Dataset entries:
Start of Block
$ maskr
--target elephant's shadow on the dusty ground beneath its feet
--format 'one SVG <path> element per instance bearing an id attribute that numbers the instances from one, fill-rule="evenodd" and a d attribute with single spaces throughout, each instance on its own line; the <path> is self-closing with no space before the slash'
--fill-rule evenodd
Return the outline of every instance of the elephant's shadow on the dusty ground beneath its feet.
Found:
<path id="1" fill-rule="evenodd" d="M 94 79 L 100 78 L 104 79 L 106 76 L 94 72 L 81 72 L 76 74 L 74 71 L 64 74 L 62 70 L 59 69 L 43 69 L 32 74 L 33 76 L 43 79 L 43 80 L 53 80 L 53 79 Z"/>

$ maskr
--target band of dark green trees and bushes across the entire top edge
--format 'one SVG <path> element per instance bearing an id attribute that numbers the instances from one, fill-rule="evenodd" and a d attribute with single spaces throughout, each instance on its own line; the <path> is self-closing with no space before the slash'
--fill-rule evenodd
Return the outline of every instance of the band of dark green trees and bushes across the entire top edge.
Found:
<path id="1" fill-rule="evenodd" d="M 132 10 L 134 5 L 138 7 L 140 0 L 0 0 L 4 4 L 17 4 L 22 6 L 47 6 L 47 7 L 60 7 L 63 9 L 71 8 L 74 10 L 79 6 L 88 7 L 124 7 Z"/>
End of Block
● **TASK**: Please print the lines from the start of the records up to and including the line with "Return the outline of every instance of the elephant's", copying each one exactly and leaving out the rest.

● **FINISHED TASK**:
$ maskr
--target elephant's shadow on the dusty ground beneath its feet
--format 'one SVG <path> element per instance bearing an id attribute that numbers the instances from one, fill-rule="evenodd" and a d attribute with single spaces throughout, each instance on its own line; the <path> is self-closing with no space before the slash'
--fill-rule evenodd
Return the outline of every instance of the elephant's shadow on the dusty ground beneath its feet.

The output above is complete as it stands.